• Exercise prompt:
Exact copies of all the records are the expected output.

___ Data provided ___

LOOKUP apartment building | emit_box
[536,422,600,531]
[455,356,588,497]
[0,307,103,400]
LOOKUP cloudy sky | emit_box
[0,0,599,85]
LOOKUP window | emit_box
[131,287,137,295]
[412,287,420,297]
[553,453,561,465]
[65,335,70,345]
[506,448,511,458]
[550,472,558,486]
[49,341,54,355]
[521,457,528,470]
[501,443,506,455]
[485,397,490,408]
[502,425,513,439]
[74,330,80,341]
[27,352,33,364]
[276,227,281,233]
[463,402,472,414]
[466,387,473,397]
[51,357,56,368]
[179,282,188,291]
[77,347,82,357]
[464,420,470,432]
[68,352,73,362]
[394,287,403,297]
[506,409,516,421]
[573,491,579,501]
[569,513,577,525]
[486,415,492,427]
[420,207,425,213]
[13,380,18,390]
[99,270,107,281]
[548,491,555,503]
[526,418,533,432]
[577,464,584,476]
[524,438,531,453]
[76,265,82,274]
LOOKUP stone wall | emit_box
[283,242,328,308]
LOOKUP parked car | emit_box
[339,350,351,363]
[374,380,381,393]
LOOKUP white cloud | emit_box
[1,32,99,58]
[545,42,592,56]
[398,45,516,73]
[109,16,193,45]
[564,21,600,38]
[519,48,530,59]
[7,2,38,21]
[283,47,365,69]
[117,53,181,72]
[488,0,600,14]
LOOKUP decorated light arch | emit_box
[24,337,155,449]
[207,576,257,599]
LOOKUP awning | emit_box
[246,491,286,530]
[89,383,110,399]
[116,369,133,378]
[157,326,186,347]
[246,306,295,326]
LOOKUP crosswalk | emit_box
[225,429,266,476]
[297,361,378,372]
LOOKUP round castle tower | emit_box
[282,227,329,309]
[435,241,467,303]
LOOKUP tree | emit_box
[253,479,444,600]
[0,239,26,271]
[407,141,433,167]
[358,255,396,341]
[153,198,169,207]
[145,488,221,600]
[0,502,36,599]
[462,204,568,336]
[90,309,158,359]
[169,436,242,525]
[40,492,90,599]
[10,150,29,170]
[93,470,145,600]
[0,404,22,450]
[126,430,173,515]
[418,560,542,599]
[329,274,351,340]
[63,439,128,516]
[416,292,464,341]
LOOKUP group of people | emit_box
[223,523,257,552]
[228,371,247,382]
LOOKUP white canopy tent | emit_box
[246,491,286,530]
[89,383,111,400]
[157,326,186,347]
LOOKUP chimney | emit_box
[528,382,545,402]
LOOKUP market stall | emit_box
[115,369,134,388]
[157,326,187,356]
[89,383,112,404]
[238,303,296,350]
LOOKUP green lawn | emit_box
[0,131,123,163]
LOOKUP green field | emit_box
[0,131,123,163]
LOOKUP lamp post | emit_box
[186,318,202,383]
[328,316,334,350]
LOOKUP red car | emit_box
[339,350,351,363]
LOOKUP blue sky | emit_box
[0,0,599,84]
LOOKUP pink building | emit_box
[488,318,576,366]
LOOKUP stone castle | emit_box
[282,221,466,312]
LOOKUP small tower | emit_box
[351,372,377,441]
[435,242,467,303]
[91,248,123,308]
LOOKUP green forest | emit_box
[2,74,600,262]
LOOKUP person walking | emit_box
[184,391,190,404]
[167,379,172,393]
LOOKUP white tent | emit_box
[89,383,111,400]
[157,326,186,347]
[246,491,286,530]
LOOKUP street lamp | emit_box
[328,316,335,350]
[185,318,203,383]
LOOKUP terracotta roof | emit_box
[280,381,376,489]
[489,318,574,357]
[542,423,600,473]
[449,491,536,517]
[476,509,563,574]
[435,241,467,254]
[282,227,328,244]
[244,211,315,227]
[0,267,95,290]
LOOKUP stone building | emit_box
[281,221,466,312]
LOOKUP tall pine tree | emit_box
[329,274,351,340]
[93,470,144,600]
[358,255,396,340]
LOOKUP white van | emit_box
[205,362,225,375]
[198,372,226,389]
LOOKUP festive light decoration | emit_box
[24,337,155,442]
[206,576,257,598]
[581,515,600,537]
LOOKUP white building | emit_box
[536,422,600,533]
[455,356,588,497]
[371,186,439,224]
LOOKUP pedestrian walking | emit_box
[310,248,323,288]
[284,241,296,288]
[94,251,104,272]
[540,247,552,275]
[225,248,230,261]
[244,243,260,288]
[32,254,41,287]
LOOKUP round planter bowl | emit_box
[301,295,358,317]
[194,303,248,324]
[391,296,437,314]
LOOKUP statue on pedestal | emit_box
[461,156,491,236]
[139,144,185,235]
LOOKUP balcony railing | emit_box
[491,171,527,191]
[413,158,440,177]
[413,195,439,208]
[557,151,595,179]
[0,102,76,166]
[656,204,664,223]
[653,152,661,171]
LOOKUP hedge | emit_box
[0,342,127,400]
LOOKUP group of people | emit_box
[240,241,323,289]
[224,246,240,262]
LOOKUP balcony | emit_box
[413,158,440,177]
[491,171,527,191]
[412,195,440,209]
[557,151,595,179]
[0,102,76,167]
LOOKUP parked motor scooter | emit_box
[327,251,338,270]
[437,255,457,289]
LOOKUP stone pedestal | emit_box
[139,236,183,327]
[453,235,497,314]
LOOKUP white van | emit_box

___

• Your response:
LOOKUP apartment building | emit_box
[536,422,600,531]
[455,356,588,497]
[0,307,103,400]
LOOKUP cloudy sky | emit_box
[0,0,599,85]
LOOKUP window | emit_box
[131,287,137,295]
[412,287,420,297]
[553,453,561,465]
[65,335,70,345]
[506,448,511,458]
[550,472,558,486]
[49,341,54,355]
[521,457,528,470]
[501,443,506,455]
[485,397,490,408]
[502,425,513,439]
[74,330,80,341]
[27,352,33,364]
[276,227,281,233]
[463,402,472,414]
[466,387,473,397]
[51,357,56,368]
[179,282,188,291]
[77,347,82,357]
[464,420,470,432]
[68,352,73,362]
[394,287,403,297]
[506,409,516,421]
[573,491,579,501]
[569,513,577,525]
[486,415,492,427]
[420,207,425,213]
[13,380,18,390]
[99,270,107,281]
[548,491,555,503]
[526,418,533,432]
[577,464,584,476]
[524,438,531,453]
[76,265,82,274]
LOOKUP stone wall | emit_box
[283,242,328,308]
LOOKUP parked car | emit_box
[339,350,351,363]
[374,380,381,393]
LOOKUP white cloud | emit_box
[1,32,99,58]
[545,42,592,56]
[398,45,516,73]
[109,16,193,45]
[564,21,600,38]
[519,48,530,59]
[7,2,38,21]
[283,47,365,69]
[117,53,181,72]
[488,0,600,14]
LOOKUP decorated light arch | emit_box
[24,337,155,449]
[207,576,257,599]
LOOKUP awning | emit_box
[246,491,286,530]
[89,383,110,399]
[116,369,133,378]
[157,326,186,347]
[246,306,295,326]
LOOKUP crosswalk | emit_box
[225,429,266,476]
[297,361,378,372]
LOOKUP round castle tower | emit_box
[282,227,329,309]
[435,241,467,303]
LOOKUP tree | emit_box
[253,479,444,600]
[0,239,26,271]
[407,141,433,167]
[358,255,396,341]
[153,198,169,207]
[145,488,221,600]
[0,502,36,599]
[462,204,568,336]
[90,309,158,359]
[169,436,242,525]
[40,492,90,599]
[10,150,29,170]
[93,470,145,600]
[0,404,22,450]
[126,430,173,515]
[418,560,542,599]
[329,274,351,340]
[63,439,128,516]
[416,292,464,341]
LOOKUP group of people | emit_box
[223,523,257,552]
[228,371,247,382]
LOOKUP white canopy tent | emit_box
[246,491,286,530]
[89,383,111,400]
[157,326,186,347]
LOOKUP chimney | emit_box
[528,382,545,402]
LOOKUP market stall | emit_box
[115,369,134,388]
[157,326,187,356]
[89,383,112,404]
[238,303,296,350]
LOOKUP green lawn | emit_box
[0,131,123,163]
LOOKUP green field | emit_box
[0,131,123,163]
LOOKUP lamp post | emit_box
[186,318,202,383]
[328,316,334,350]
LOOKUP red car | emit_box
[339,350,351,363]
LOOKUP blue sky | emit_box
[0,0,599,84]
LOOKUP pink building | emit_box
[488,318,576,366]
LOOKUP stone castle | emit_box
[282,221,466,312]
LOOKUP small tower | emit_box
[351,372,377,441]
[435,242,467,303]
[91,248,123,308]
LOOKUP green forest | emit_box
[2,74,600,262]
LOOKUP person walking | emit_box
[184,391,190,404]
[167,379,172,393]
LOOKUP white tent | emit_box
[89,383,111,400]
[157,326,186,347]
[246,491,286,530]
LOOKUP street lamp | emit_box
[328,316,335,350]
[185,318,203,383]
LOOKUP terracotta roof | emit_box
[280,381,376,489]
[489,318,574,357]
[542,423,600,473]
[449,491,536,517]
[476,509,563,574]
[435,241,467,254]
[282,227,328,244]
[244,211,315,227]
[0,267,95,290]
LOOKUP stone building | emit_box
[281,221,466,312]
LOOKUP tall pine tree | emit_box
[329,274,351,340]
[93,470,144,600]
[358,255,396,340]
LOOKUP white van | emit_box
[205,362,225,375]
[198,372,226,389]
LOOKUP festive light decoration | emit_box
[24,337,155,442]
[206,576,257,598]
[581,515,600,537]
LOOKUP white building | emit_box
[536,422,600,533]
[455,356,588,497]
[371,186,439,224]
LOOKUP pedestrian walking | emit_box
[310,248,323,288]
[284,241,296,288]
[94,251,104,272]
[540,247,552,275]
[225,248,230,261]
[244,243,260,288]
[32,254,41,287]
LOOKUP round planter bowl | emit_box
[301,295,358,317]
[194,303,248,324]
[391,296,437,314]
LOOKUP statue on pedestal | emit_box
[461,156,491,236]
[139,144,185,235]
LOOKUP balcony railing | emit_box
[491,171,527,191]
[413,158,440,177]
[413,195,439,208]
[557,151,595,179]
[0,102,76,166]
[656,204,664,223]
[653,152,661,171]
LOOKUP hedge | emit_box
[0,342,127,400]
LOOKUP group of people | emit_box
[240,241,323,289]
[224,246,240,262]
LOOKUP balcony | emit_box
[413,158,440,177]
[491,171,527,191]
[412,195,440,209]
[557,151,595,179]
[0,102,76,167]
LOOKUP parked motor scooter | emit_box
[327,251,338,270]
[437,255,457,289]
LOOKUP stone pedestal | emit_box
[139,236,183,327]
[453,235,497,314]
LOOKUP white van | emit_box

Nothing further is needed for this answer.